→ WRITTEN EXERCISE
List every line of the entries below that contains the string "blossom", copying each such line in full. Case counts when matching.

→ INPUT ROWS
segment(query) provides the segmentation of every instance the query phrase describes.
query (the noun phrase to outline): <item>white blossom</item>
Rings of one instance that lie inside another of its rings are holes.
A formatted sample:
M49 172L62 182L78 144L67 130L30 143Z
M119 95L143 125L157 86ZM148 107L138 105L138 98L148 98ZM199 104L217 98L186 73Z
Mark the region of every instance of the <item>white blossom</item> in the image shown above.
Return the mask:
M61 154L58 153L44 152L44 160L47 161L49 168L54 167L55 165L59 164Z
* * *
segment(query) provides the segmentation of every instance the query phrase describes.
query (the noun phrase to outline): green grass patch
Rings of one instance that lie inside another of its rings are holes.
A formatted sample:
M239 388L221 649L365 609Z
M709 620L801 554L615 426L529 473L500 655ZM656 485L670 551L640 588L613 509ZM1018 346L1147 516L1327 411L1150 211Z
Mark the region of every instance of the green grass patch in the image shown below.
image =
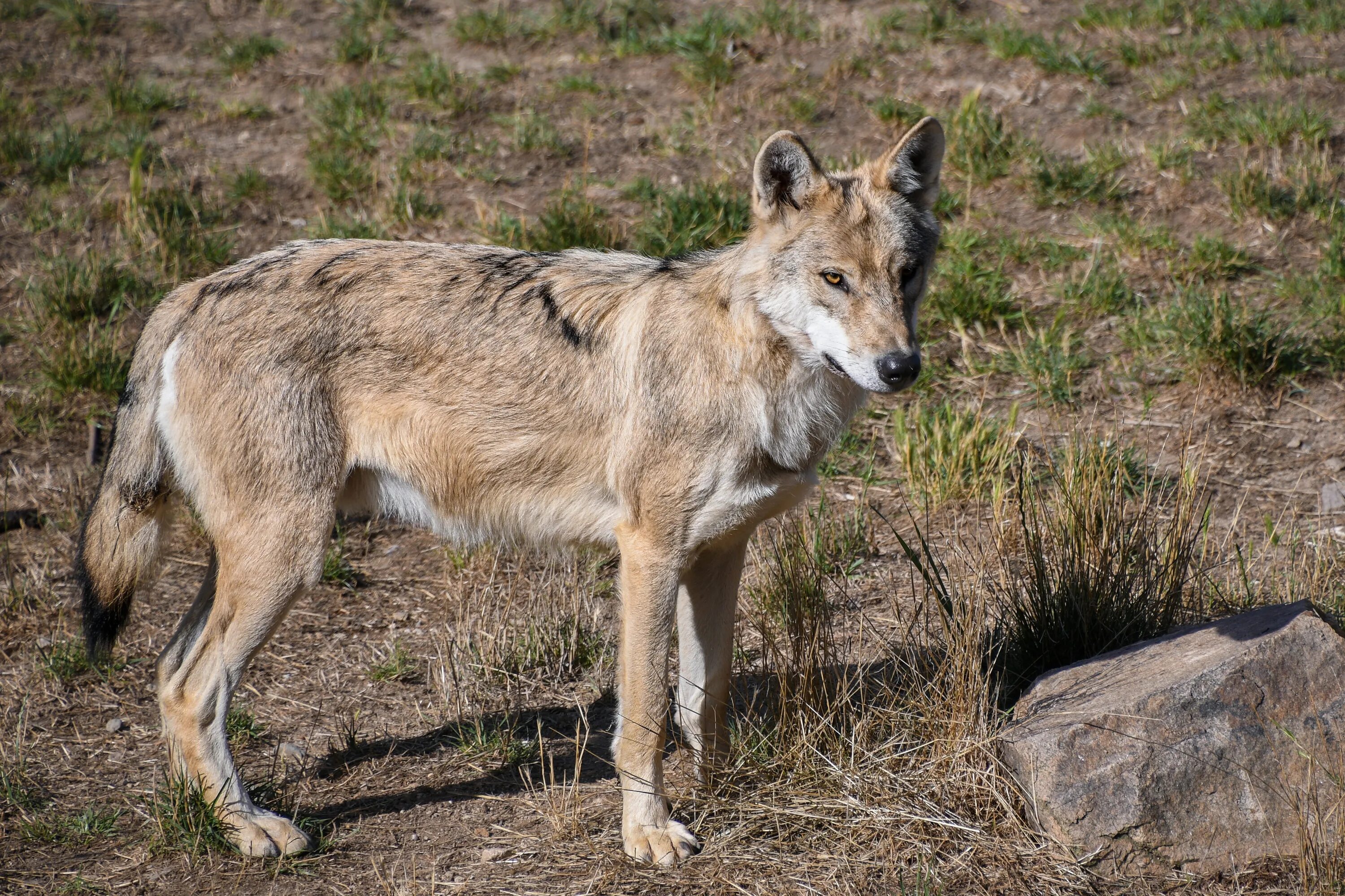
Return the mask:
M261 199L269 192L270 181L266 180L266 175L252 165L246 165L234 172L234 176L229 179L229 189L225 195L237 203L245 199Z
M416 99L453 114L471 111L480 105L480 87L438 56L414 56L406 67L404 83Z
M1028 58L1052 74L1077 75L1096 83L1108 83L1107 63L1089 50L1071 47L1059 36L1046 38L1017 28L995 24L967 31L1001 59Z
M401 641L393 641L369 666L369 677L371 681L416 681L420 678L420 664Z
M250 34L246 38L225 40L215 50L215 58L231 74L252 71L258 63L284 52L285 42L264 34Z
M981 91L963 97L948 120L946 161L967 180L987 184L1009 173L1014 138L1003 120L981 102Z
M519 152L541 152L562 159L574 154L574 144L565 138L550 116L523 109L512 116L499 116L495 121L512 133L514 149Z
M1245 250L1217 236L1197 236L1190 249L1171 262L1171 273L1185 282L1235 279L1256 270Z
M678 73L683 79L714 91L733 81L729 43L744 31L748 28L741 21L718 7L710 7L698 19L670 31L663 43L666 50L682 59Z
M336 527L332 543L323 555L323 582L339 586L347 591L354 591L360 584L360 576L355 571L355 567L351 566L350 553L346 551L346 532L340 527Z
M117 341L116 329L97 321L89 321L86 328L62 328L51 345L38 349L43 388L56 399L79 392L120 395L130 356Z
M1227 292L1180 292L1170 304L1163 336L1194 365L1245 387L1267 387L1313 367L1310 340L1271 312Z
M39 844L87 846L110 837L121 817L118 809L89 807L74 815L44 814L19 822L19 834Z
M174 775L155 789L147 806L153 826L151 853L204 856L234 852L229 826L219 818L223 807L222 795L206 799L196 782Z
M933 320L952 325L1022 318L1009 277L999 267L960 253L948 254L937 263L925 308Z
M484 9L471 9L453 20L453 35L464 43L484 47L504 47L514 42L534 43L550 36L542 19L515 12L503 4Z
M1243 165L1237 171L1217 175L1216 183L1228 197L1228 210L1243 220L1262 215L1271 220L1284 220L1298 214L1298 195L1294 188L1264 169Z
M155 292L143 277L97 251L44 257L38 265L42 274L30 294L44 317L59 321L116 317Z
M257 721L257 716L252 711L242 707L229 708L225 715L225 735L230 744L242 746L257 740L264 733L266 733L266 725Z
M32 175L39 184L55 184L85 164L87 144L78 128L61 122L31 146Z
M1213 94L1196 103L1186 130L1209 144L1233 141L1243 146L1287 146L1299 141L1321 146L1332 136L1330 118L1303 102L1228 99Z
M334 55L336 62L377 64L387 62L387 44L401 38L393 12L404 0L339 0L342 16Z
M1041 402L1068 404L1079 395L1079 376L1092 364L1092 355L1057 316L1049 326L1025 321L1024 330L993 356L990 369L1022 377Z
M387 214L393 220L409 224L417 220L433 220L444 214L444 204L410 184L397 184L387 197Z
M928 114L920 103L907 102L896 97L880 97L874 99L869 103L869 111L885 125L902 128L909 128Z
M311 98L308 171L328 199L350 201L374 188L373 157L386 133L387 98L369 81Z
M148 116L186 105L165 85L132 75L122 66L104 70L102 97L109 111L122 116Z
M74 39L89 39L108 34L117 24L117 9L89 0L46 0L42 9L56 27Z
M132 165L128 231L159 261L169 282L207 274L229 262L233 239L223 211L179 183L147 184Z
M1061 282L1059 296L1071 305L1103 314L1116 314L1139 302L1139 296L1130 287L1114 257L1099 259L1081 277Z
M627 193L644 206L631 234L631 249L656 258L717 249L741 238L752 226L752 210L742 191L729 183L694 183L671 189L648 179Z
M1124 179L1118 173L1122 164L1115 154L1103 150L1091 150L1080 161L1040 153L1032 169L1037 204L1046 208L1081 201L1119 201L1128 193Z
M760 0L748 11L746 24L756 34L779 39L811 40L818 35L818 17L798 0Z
---
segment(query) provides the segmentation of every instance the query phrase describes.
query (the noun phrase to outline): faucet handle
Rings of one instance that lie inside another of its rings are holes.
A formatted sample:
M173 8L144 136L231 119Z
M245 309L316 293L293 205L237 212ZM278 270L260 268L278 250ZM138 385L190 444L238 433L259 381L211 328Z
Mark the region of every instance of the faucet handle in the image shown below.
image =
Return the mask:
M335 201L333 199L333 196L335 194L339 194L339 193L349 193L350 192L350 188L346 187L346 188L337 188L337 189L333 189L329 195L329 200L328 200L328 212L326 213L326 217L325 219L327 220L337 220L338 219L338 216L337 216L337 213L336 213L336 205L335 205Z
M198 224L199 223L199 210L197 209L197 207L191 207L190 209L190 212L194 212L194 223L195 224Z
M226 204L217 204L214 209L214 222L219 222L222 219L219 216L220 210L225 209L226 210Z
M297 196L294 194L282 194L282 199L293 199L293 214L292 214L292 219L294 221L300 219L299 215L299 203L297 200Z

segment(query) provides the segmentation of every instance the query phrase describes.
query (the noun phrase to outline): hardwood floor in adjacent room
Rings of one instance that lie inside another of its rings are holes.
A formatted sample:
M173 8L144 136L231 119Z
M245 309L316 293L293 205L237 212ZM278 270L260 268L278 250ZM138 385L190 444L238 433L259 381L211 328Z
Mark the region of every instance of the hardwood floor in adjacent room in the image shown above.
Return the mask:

→ PROBLEM SOLUTION
query (the noun phrase to outline): <item>white blossom</item>
Mark the region of every instance of the <item>white blossom</item> in the image shown above.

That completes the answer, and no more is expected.